### WORK REQUIRED
Output exactly, with nothing added, the entries from the first line through the line with "target: dark hair".
DATA section start
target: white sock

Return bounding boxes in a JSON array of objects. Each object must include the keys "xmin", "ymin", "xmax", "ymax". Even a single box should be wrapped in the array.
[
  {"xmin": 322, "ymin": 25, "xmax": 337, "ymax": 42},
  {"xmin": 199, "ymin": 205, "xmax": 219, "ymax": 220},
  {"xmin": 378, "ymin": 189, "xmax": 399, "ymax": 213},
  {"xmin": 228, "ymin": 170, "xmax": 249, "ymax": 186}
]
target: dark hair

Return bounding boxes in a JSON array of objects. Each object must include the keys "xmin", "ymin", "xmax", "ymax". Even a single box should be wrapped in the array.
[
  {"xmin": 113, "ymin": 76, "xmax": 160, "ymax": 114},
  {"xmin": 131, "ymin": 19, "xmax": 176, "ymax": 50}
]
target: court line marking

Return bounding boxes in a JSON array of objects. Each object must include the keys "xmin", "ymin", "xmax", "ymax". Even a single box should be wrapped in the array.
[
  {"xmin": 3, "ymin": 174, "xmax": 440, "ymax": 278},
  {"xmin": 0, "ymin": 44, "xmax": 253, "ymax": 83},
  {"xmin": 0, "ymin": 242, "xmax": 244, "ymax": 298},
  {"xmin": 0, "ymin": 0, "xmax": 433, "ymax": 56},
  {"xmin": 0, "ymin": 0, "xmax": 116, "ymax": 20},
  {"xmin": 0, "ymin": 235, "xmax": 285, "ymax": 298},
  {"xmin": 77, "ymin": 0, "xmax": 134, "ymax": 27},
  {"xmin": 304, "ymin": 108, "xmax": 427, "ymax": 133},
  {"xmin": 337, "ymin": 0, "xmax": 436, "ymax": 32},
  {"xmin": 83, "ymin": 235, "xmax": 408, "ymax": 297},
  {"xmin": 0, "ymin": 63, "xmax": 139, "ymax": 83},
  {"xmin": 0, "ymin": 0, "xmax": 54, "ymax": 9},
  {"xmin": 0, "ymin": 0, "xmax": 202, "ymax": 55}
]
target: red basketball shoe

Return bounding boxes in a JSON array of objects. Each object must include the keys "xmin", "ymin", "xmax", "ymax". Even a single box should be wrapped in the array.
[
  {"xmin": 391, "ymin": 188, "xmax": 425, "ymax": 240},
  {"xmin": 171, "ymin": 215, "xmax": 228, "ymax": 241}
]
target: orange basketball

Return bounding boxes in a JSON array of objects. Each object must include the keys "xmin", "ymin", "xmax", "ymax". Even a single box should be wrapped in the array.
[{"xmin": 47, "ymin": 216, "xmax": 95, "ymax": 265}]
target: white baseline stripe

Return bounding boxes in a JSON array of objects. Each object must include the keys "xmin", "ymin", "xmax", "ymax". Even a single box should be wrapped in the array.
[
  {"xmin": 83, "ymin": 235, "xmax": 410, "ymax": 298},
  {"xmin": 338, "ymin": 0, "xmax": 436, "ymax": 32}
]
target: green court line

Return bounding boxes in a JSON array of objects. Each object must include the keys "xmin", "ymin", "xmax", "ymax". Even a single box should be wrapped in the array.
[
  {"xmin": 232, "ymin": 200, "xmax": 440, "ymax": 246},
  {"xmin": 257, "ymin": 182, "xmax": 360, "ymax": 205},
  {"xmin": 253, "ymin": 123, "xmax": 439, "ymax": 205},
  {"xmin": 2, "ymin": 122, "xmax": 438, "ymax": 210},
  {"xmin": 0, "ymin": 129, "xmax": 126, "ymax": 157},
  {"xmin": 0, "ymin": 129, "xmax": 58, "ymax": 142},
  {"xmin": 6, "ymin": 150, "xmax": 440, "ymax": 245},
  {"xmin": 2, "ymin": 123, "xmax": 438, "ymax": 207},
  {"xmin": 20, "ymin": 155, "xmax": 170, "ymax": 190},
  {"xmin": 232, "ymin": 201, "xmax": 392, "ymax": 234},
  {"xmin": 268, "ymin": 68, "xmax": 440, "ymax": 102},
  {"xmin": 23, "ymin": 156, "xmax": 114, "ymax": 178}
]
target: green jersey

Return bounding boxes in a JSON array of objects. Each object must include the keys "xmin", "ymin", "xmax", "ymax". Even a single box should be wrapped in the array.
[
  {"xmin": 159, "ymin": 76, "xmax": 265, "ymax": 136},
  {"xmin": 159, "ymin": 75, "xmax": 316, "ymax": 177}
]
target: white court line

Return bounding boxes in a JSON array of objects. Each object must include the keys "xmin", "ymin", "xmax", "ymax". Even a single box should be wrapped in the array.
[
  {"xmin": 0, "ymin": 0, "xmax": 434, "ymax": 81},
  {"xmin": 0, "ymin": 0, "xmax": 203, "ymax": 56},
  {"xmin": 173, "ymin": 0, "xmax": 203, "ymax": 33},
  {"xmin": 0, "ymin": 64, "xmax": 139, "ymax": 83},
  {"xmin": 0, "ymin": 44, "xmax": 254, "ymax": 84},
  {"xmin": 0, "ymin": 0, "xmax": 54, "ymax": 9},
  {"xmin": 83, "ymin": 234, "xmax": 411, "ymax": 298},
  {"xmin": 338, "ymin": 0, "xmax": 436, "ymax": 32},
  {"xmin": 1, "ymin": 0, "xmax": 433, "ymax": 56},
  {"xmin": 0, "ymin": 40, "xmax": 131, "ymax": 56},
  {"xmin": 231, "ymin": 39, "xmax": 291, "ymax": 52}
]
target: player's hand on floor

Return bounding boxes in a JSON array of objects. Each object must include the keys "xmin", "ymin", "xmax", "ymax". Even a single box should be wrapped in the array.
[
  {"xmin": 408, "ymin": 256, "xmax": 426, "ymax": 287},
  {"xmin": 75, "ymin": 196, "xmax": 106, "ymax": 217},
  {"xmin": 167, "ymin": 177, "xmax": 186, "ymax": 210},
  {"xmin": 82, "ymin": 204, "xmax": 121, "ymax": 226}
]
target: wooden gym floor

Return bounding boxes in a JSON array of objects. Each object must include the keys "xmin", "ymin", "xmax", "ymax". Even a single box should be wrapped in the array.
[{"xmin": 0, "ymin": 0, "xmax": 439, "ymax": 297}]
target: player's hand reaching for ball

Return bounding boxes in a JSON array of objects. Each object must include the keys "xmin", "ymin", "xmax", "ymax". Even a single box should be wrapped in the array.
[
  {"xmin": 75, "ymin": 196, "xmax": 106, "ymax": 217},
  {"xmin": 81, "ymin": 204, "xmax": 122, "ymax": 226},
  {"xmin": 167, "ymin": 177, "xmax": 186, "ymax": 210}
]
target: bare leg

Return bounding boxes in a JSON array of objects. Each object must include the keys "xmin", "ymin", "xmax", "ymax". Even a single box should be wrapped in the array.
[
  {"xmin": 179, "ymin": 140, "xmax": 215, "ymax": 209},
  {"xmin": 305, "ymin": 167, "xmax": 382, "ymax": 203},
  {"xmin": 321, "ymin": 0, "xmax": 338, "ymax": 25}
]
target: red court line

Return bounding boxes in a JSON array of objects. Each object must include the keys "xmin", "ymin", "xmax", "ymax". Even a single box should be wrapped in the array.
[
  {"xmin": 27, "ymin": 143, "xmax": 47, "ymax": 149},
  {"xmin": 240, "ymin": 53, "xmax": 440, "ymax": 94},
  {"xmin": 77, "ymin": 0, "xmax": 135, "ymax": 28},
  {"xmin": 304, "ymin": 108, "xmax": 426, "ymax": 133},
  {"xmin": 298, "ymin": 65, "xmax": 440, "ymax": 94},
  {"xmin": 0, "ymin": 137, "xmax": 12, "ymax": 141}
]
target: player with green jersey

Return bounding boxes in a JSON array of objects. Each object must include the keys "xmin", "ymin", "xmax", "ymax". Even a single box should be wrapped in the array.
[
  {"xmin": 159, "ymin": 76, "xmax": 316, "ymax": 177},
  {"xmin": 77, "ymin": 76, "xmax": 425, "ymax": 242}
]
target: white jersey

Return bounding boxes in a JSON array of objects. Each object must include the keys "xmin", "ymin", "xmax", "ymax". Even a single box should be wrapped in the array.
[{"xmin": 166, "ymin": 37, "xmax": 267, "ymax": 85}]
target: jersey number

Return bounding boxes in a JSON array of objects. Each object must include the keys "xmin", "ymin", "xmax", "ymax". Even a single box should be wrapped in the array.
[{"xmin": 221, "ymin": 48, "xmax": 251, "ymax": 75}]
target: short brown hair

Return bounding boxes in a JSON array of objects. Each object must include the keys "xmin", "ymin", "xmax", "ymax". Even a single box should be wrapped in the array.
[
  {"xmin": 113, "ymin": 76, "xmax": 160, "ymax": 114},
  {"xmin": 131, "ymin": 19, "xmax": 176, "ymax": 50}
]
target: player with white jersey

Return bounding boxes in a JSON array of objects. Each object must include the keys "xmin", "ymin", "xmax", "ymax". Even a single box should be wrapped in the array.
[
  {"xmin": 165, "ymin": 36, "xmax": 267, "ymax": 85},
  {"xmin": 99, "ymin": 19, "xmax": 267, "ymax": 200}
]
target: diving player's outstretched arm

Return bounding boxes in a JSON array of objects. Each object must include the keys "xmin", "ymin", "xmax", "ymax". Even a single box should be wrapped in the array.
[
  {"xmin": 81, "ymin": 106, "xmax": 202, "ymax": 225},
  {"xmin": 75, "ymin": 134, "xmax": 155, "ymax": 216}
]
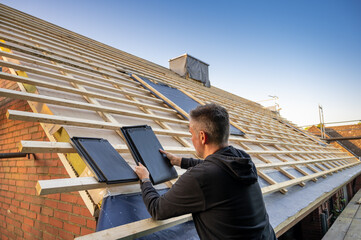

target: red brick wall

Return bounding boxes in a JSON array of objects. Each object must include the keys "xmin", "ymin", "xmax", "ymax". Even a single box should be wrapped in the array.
[
  {"xmin": 354, "ymin": 175, "xmax": 361, "ymax": 192},
  {"xmin": 296, "ymin": 184, "xmax": 361, "ymax": 240},
  {"xmin": 0, "ymin": 78, "xmax": 96, "ymax": 239},
  {"xmin": 300, "ymin": 207, "xmax": 323, "ymax": 240}
]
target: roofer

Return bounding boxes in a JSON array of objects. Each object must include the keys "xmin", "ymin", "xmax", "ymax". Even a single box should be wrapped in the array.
[{"xmin": 135, "ymin": 103, "xmax": 277, "ymax": 239}]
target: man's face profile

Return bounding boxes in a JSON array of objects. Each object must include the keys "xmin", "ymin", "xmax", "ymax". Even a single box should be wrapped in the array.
[{"xmin": 189, "ymin": 119, "xmax": 205, "ymax": 158}]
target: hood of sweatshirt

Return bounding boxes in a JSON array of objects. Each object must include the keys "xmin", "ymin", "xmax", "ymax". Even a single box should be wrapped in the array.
[{"xmin": 205, "ymin": 145, "xmax": 258, "ymax": 184}]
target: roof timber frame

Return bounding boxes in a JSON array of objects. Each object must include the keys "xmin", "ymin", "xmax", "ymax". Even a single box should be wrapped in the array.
[
  {"xmin": 35, "ymin": 155, "xmax": 354, "ymax": 195},
  {"xmin": 1, "ymin": 33, "xmax": 189, "ymax": 211},
  {"xmin": 0, "ymin": 68, "xmax": 331, "ymax": 152},
  {"xmin": 0, "ymin": 10, "xmax": 189, "ymax": 78},
  {"xmin": 0, "ymin": 13, "xmax": 169, "ymax": 74},
  {"xmin": 0, "ymin": 63, "xmax": 171, "ymax": 113},
  {"xmin": 0, "ymin": 11, "xmax": 284, "ymax": 120},
  {"xmin": 19, "ymin": 140, "xmax": 347, "ymax": 157},
  {"xmin": 0, "ymin": 1, "xmax": 354, "ymax": 189},
  {"xmin": 0, "ymin": 23, "xmax": 322, "ymax": 147},
  {"xmin": 0, "ymin": 45, "xmax": 352, "ymax": 197},
  {"xmin": 0, "ymin": 11, "xmax": 298, "ymax": 133},
  {"xmin": 1, "ymin": 4, "xmax": 208, "ymax": 201},
  {"xmin": 0, "ymin": 4, "xmax": 360, "ymax": 239},
  {"xmin": 0, "ymin": 88, "xmax": 187, "ymax": 125},
  {"xmin": 8, "ymin": 110, "xmax": 294, "ymax": 144},
  {"xmin": 3, "ymin": 32, "xmax": 292, "ymax": 141}
]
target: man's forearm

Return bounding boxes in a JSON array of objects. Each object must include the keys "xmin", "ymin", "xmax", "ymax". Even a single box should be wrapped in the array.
[
  {"xmin": 140, "ymin": 171, "xmax": 205, "ymax": 220},
  {"xmin": 181, "ymin": 157, "xmax": 203, "ymax": 169},
  {"xmin": 141, "ymin": 181, "xmax": 163, "ymax": 219}
]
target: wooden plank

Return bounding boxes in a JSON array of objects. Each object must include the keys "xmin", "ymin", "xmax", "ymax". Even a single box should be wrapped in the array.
[
  {"xmin": 0, "ymin": 57, "xmax": 144, "ymax": 92},
  {"xmin": 0, "ymin": 36, "xmax": 137, "ymax": 83},
  {"xmin": 0, "ymin": 49, "xmax": 143, "ymax": 91},
  {"xmin": 261, "ymin": 162, "xmax": 360, "ymax": 195},
  {"xmin": 277, "ymin": 167, "xmax": 306, "ymax": 187},
  {"xmin": 6, "ymin": 109, "xmax": 192, "ymax": 137},
  {"xmin": 35, "ymin": 158, "xmax": 357, "ymax": 196},
  {"xmin": 0, "ymin": 65, "xmax": 159, "ymax": 102},
  {"xmin": 0, "ymin": 18, "xmax": 170, "ymax": 79},
  {"xmin": 277, "ymin": 118, "xmax": 328, "ymax": 146},
  {"xmin": 0, "ymin": 10, "xmax": 174, "ymax": 76},
  {"xmin": 16, "ymin": 137, "xmax": 345, "ymax": 158},
  {"xmin": 0, "ymin": 20, "xmax": 139, "ymax": 72},
  {"xmin": 293, "ymin": 165, "xmax": 318, "ymax": 182},
  {"xmin": 0, "ymin": 71, "xmax": 174, "ymax": 113},
  {"xmin": 19, "ymin": 141, "xmax": 196, "ymax": 154},
  {"xmin": 0, "ymin": 18, "xmax": 174, "ymax": 89},
  {"xmin": 258, "ymin": 171, "xmax": 288, "ymax": 194},
  {"xmin": 252, "ymin": 150, "xmax": 344, "ymax": 155},
  {"xmin": 0, "ymin": 88, "xmax": 187, "ymax": 125},
  {"xmin": 7, "ymin": 109, "xmax": 285, "ymax": 144},
  {"xmin": 237, "ymin": 121, "xmax": 305, "ymax": 139},
  {"xmin": 0, "ymin": 27, "xmax": 138, "ymax": 80},
  {"xmin": 0, "ymin": 18, "xmax": 167, "ymax": 79},
  {"xmin": 74, "ymin": 214, "xmax": 193, "ymax": 240},
  {"xmin": 20, "ymin": 141, "xmax": 78, "ymax": 153},
  {"xmin": 36, "ymin": 177, "xmax": 138, "ymax": 195}
]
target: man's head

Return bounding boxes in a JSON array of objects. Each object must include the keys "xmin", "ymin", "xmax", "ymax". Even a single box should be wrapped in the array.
[{"xmin": 189, "ymin": 103, "xmax": 230, "ymax": 158}]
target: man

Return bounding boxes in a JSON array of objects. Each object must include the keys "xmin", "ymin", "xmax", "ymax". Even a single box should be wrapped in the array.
[{"xmin": 135, "ymin": 103, "xmax": 276, "ymax": 239}]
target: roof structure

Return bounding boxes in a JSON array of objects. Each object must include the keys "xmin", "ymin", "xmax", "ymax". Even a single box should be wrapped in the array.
[
  {"xmin": 308, "ymin": 125, "xmax": 361, "ymax": 158},
  {"xmin": 0, "ymin": 4, "xmax": 361, "ymax": 239}
]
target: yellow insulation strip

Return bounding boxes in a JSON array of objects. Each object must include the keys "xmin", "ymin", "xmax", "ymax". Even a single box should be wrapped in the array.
[
  {"xmin": 0, "ymin": 39, "xmax": 11, "ymax": 52},
  {"xmin": 15, "ymin": 70, "xmax": 37, "ymax": 93},
  {"xmin": 53, "ymin": 127, "xmax": 87, "ymax": 175},
  {"xmin": 53, "ymin": 127, "xmax": 102, "ymax": 207}
]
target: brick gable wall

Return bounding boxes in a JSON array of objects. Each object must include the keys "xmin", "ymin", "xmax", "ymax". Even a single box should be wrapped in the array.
[{"xmin": 0, "ymin": 75, "xmax": 96, "ymax": 239}]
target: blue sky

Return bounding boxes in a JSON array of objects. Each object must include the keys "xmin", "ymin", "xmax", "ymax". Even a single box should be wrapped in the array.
[{"xmin": 1, "ymin": 0, "xmax": 360, "ymax": 126}]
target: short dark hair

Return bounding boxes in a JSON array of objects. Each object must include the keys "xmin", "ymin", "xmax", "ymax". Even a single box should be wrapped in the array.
[{"xmin": 190, "ymin": 103, "xmax": 229, "ymax": 145}]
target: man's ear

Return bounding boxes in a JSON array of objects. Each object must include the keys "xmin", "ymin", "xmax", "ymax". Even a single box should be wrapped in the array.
[{"xmin": 199, "ymin": 130, "xmax": 207, "ymax": 145}]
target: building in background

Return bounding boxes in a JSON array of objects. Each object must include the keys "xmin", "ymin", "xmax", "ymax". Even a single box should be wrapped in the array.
[{"xmin": 308, "ymin": 124, "xmax": 361, "ymax": 158}]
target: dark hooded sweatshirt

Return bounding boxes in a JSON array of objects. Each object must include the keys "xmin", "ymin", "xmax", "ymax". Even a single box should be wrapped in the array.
[{"xmin": 140, "ymin": 146, "xmax": 277, "ymax": 240}]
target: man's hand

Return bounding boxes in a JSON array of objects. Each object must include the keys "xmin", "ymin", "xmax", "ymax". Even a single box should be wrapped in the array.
[
  {"xmin": 159, "ymin": 149, "xmax": 182, "ymax": 167},
  {"xmin": 135, "ymin": 163, "xmax": 150, "ymax": 180}
]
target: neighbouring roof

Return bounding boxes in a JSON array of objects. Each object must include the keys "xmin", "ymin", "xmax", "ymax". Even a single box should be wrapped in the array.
[
  {"xmin": 308, "ymin": 124, "xmax": 361, "ymax": 158},
  {"xmin": 0, "ymin": 3, "xmax": 360, "ymax": 239},
  {"xmin": 326, "ymin": 125, "xmax": 361, "ymax": 157}
]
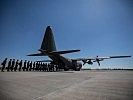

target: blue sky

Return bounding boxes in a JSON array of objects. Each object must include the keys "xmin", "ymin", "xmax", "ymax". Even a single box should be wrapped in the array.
[{"xmin": 0, "ymin": 0, "xmax": 133, "ymax": 69}]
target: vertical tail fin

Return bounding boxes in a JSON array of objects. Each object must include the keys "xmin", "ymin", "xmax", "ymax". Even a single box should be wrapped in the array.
[{"xmin": 40, "ymin": 26, "xmax": 57, "ymax": 52}]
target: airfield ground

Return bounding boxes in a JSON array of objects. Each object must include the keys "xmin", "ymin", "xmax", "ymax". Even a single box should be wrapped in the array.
[{"xmin": 0, "ymin": 70, "xmax": 133, "ymax": 100}]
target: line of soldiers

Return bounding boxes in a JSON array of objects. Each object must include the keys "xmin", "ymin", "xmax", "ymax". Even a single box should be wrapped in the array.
[{"xmin": 1, "ymin": 58, "xmax": 60, "ymax": 72}]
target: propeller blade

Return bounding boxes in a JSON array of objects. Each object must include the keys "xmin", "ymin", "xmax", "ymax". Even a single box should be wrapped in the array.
[
  {"xmin": 82, "ymin": 60, "xmax": 86, "ymax": 65},
  {"xmin": 97, "ymin": 61, "xmax": 100, "ymax": 66}
]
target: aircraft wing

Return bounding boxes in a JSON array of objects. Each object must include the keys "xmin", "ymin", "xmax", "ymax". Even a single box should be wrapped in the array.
[
  {"xmin": 72, "ymin": 55, "xmax": 131, "ymax": 66},
  {"xmin": 110, "ymin": 56, "xmax": 132, "ymax": 58},
  {"xmin": 72, "ymin": 55, "xmax": 131, "ymax": 61},
  {"xmin": 28, "ymin": 49, "xmax": 80, "ymax": 56}
]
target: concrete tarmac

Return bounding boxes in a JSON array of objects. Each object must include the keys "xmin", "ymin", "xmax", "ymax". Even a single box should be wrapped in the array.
[{"xmin": 0, "ymin": 70, "xmax": 133, "ymax": 100}]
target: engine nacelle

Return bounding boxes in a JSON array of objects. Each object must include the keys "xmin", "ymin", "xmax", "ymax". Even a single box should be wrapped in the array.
[{"xmin": 87, "ymin": 60, "xmax": 93, "ymax": 65}]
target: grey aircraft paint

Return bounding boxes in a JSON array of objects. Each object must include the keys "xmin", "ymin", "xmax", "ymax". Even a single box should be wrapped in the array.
[
  {"xmin": 28, "ymin": 26, "xmax": 82, "ymax": 71},
  {"xmin": 27, "ymin": 26, "xmax": 131, "ymax": 71}
]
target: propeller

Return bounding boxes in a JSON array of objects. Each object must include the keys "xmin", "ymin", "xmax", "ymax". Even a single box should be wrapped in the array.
[
  {"xmin": 82, "ymin": 60, "xmax": 87, "ymax": 65},
  {"xmin": 96, "ymin": 56, "xmax": 100, "ymax": 66},
  {"xmin": 94, "ymin": 56, "xmax": 103, "ymax": 66},
  {"xmin": 96, "ymin": 60, "xmax": 100, "ymax": 66}
]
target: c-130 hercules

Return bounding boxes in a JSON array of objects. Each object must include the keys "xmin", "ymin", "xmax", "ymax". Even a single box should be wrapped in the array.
[{"xmin": 27, "ymin": 26, "xmax": 131, "ymax": 71}]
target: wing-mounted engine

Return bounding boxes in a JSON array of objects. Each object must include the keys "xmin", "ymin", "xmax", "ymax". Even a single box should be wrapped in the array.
[
  {"xmin": 93, "ymin": 56, "xmax": 104, "ymax": 66},
  {"xmin": 82, "ymin": 59, "xmax": 93, "ymax": 65},
  {"xmin": 74, "ymin": 55, "xmax": 131, "ymax": 67},
  {"xmin": 82, "ymin": 56, "xmax": 104, "ymax": 66}
]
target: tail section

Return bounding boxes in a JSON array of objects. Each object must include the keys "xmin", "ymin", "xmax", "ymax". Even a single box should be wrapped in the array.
[
  {"xmin": 27, "ymin": 26, "xmax": 80, "ymax": 56},
  {"xmin": 40, "ymin": 26, "xmax": 57, "ymax": 52}
]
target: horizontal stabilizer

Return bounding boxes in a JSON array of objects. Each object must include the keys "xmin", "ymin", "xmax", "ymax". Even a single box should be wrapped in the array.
[
  {"xmin": 50, "ymin": 49, "xmax": 80, "ymax": 54},
  {"xmin": 27, "ymin": 53, "xmax": 47, "ymax": 56},
  {"xmin": 27, "ymin": 49, "xmax": 80, "ymax": 56},
  {"xmin": 36, "ymin": 60, "xmax": 52, "ymax": 62}
]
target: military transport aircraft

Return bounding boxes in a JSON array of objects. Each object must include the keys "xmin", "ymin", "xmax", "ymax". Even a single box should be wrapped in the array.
[{"xmin": 27, "ymin": 26, "xmax": 131, "ymax": 71}]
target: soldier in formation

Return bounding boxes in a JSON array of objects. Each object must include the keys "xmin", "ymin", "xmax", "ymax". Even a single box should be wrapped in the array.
[
  {"xmin": 1, "ymin": 58, "xmax": 7, "ymax": 72},
  {"xmin": 1, "ymin": 58, "xmax": 61, "ymax": 72},
  {"xmin": 6, "ymin": 59, "xmax": 12, "ymax": 71}
]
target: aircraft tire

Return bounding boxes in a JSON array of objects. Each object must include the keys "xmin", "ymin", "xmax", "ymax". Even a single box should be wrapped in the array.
[
  {"xmin": 75, "ymin": 67, "xmax": 81, "ymax": 71},
  {"xmin": 64, "ymin": 68, "xmax": 69, "ymax": 71}
]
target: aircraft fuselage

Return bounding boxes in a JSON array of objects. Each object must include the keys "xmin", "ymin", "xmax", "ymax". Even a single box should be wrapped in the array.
[{"xmin": 48, "ymin": 54, "xmax": 82, "ymax": 71}]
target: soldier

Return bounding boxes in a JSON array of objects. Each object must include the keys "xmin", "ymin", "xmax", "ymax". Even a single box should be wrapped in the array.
[
  {"xmin": 44, "ymin": 63, "xmax": 47, "ymax": 71},
  {"xmin": 26, "ymin": 61, "xmax": 30, "ymax": 71},
  {"xmin": 52, "ymin": 64, "xmax": 54, "ymax": 72},
  {"xmin": 56, "ymin": 65, "xmax": 59, "ymax": 71},
  {"xmin": 10, "ymin": 59, "xmax": 15, "ymax": 71},
  {"xmin": 46, "ymin": 63, "xmax": 49, "ymax": 72},
  {"xmin": 49, "ymin": 64, "xmax": 52, "ymax": 72},
  {"xmin": 42, "ymin": 63, "xmax": 44, "ymax": 71},
  {"xmin": 1, "ymin": 58, "xmax": 7, "ymax": 72},
  {"xmin": 33, "ymin": 62, "xmax": 36, "ymax": 71},
  {"xmin": 42, "ymin": 63, "xmax": 46, "ymax": 71},
  {"xmin": 36, "ymin": 62, "xmax": 38, "ymax": 71},
  {"xmin": 14, "ymin": 60, "xmax": 19, "ymax": 71},
  {"xmin": 22, "ymin": 60, "xmax": 27, "ymax": 71},
  {"xmin": 6, "ymin": 59, "xmax": 12, "ymax": 71},
  {"xmin": 38, "ymin": 62, "xmax": 40, "ymax": 71},
  {"xmin": 35, "ymin": 62, "xmax": 37, "ymax": 71},
  {"xmin": 40, "ymin": 62, "xmax": 42, "ymax": 71},
  {"xmin": 19, "ymin": 60, "xmax": 23, "ymax": 71},
  {"xmin": 29, "ymin": 61, "xmax": 32, "ymax": 71},
  {"xmin": 48, "ymin": 63, "xmax": 50, "ymax": 72}
]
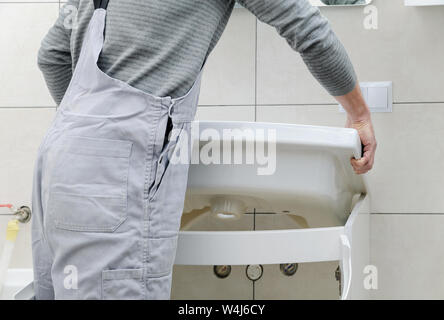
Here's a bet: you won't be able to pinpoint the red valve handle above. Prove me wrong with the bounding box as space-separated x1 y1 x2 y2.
0 204 13 209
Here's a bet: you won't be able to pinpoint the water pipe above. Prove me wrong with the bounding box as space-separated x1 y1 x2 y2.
0 205 31 295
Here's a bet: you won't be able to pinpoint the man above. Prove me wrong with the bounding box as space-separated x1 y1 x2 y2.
33 0 376 300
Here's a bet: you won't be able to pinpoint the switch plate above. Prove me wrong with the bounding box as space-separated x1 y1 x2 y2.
DATA section end
### RESPONSE AREA
target: white sock

Return bounding boxes in a JSON array of objects. Each object must include the keys "xmin", "ymin", "xmax", "ymax". Even a single box should be wrapped in the array.
[
  {"xmin": 322, "ymin": 25, "xmax": 337, "ymax": 42},
  {"xmin": 199, "ymin": 205, "xmax": 219, "ymax": 220},
  {"xmin": 378, "ymin": 189, "xmax": 399, "ymax": 213},
  {"xmin": 228, "ymin": 170, "xmax": 249, "ymax": 186}
]
target: dark hair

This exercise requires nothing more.